> _Problem_:
Take the lines below between the one holding "building in the photo above." and the one holding "Target: narrow alley", inclusive, and copy them exactly. Add nothing.

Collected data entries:
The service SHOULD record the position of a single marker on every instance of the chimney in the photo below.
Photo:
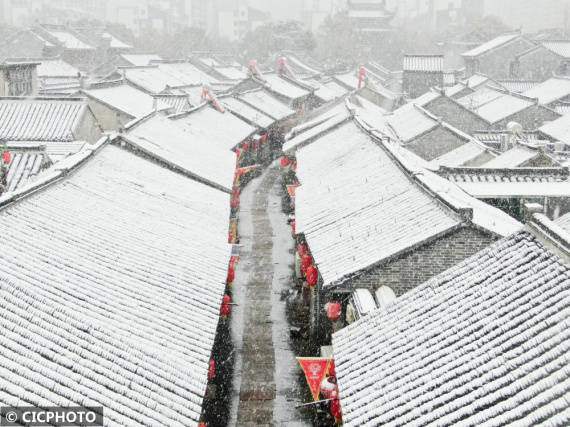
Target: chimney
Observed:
(530, 209)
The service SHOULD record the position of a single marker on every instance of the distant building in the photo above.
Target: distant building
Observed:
(421, 72)
(19, 79)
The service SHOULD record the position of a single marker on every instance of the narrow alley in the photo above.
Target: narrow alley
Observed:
(260, 329)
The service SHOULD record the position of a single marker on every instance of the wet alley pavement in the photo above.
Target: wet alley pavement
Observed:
(267, 379)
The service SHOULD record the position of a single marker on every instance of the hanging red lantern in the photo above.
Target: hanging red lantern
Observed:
(212, 370)
(334, 310)
(6, 157)
(335, 407)
(306, 261)
(226, 307)
(312, 275)
(231, 274)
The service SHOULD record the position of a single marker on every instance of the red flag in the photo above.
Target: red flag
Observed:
(315, 369)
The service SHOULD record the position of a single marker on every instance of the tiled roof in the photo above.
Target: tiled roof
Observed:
(559, 47)
(23, 167)
(40, 120)
(267, 103)
(165, 140)
(429, 63)
(248, 113)
(110, 289)
(284, 88)
(352, 195)
(127, 99)
(558, 129)
(564, 222)
(208, 127)
(549, 91)
(484, 343)
(490, 45)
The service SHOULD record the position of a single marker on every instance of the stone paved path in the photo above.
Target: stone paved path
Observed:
(259, 328)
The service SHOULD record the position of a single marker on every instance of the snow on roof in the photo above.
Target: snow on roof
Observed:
(208, 127)
(140, 59)
(558, 129)
(484, 343)
(267, 103)
(427, 63)
(231, 73)
(409, 122)
(502, 107)
(126, 99)
(115, 42)
(549, 91)
(122, 310)
(481, 96)
(352, 195)
(461, 155)
(248, 113)
(284, 88)
(169, 142)
(512, 158)
(490, 45)
(332, 119)
(559, 47)
(68, 40)
(40, 120)
(564, 222)
(23, 167)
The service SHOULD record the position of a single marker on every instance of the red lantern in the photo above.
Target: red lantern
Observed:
(335, 406)
(6, 157)
(333, 310)
(306, 261)
(231, 274)
(312, 275)
(212, 370)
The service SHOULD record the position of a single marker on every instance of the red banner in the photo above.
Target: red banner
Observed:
(315, 369)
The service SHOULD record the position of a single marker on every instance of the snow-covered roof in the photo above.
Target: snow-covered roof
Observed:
(351, 196)
(558, 129)
(127, 99)
(502, 107)
(490, 45)
(512, 158)
(122, 307)
(248, 113)
(559, 47)
(549, 91)
(206, 126)
(267, 103)
(484, 343)
(140, 59)
(459, 156)
(409, 122)
(165, 140)
(68, 40)
(564, 222)
(330, 120)
(40, 120)
(427, 63)
(284, 88)
(115, 43)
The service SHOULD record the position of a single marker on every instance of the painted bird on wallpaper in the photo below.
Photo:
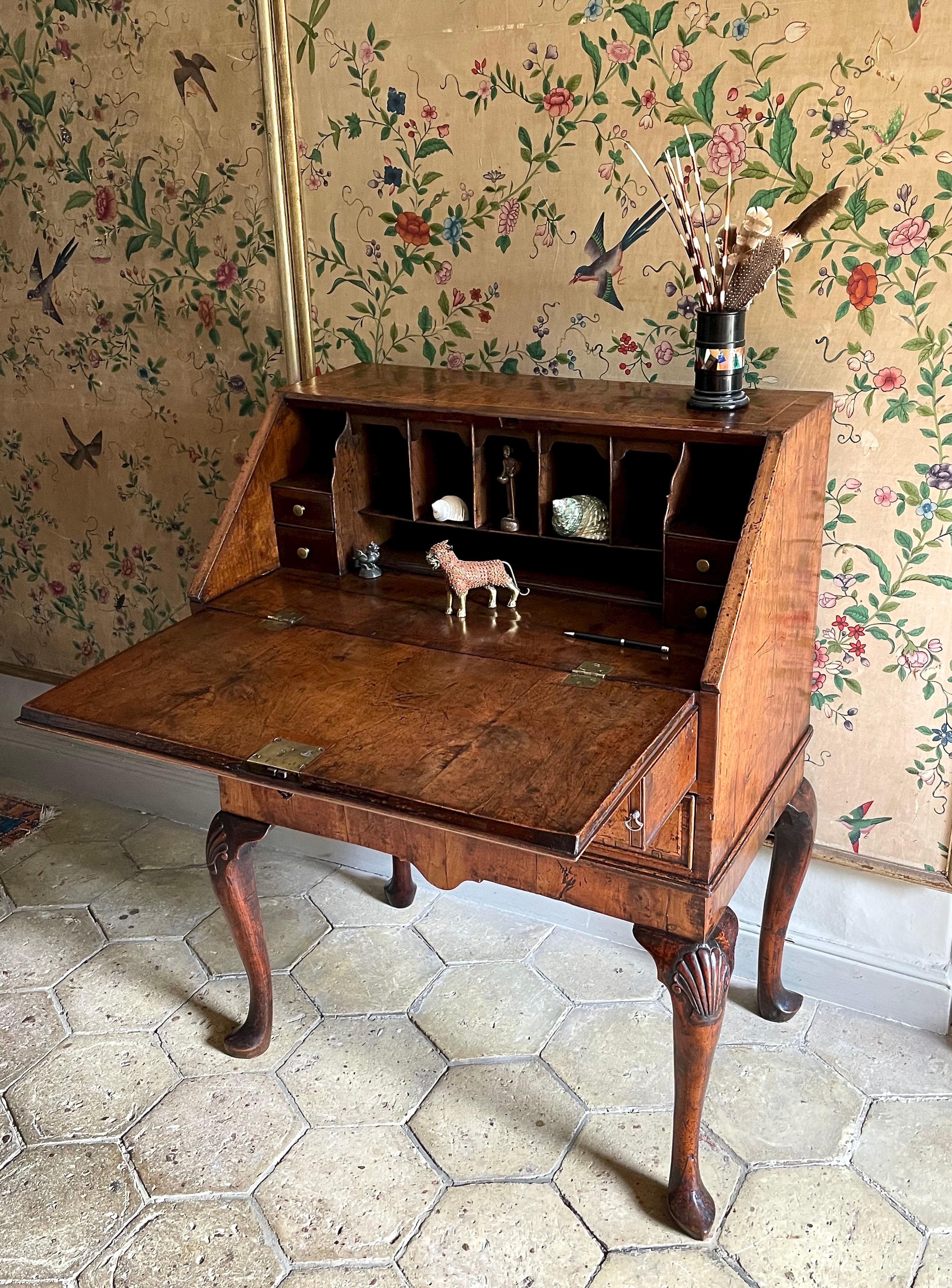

> _Answer to this exercise_:
The service SHOULD record the position of a single marker on every instance of the distant building in the photo above.
Target: distant building
Observed:
(421, 72)
(19, 79)
The service SHOULD record the position of a single marker on every instance of the narrow alley in the photo above.
Target: narrow alley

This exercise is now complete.